Document passage:
....

Whew! So that’s a lot. How did this turn into a positive for me?
Kids will figure it out
The proof is in the puddin’. The truth will eventually come out. Kids grow up to be adults who can think for themselves and can see the truth for what it is. It doesn’t matter how convincing the other parent is, it doesn’t matter to what ends they go. Yes, conditioning makes it more difficult – but not insurmountable.
I’ve know the parent side of alienation too. As a non-custodial parent, my son’s stepmother tried to elbow me out of his life to be his ‘mommy’. I have a step daughter who’s father cut contact between she and I when we divorced. I’ve also had the opportunity to have teary eyed real talk with my dad about everything that happened and I know how painful it was for him. I know how much time my aunts and uncle and cousins lost. It’s not just the kids who suffer. It hurts everyone. Deeply.

....

Task instructions:
**1)** Reproduce the passage on parental alienation from "I’ve know the" to "hurts everyone. Deeply." word for word.
**2)** Answer these questions from the passage on parental alienation:
(a) What does the passage say kids grow up to be?
(b) Who tried to elbow the writer out of the son's life?
(c) Which relatives does the writer say lost time?

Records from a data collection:
....

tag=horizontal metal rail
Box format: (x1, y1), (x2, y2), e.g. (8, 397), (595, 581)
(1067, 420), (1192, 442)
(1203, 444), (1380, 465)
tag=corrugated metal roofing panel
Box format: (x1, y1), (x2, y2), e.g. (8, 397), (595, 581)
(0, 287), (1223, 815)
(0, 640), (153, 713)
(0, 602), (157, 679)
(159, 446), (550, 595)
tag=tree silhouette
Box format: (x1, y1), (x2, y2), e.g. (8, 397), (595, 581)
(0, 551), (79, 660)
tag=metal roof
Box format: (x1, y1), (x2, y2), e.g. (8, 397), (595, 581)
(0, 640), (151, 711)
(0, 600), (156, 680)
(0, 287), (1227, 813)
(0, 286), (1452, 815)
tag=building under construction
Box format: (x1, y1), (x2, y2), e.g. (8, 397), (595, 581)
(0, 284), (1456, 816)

....

Per-task outputs:
**1)**
I’ve know the parent side of alienation too. As a non-custodial parent, my son’s stepmother tried to elbow me out of his life to be his ‘mommy’. I have a step daughter who’s father cut contact between she and I when we divorced. I’ve also had the opportunity to have teary eyed real talk with my dad about everything that happened and I know how painful it was for him. I know how much time my aunts and uncle and cousins lost. It’s not just the kids who suffer. It hurts everyone. Deeply.

**2)**
(a) Adults who can think for themselves and can see the truth for what it is.
(b) The son's stepmother.
(c) The writer's aunts, uncle and cousins.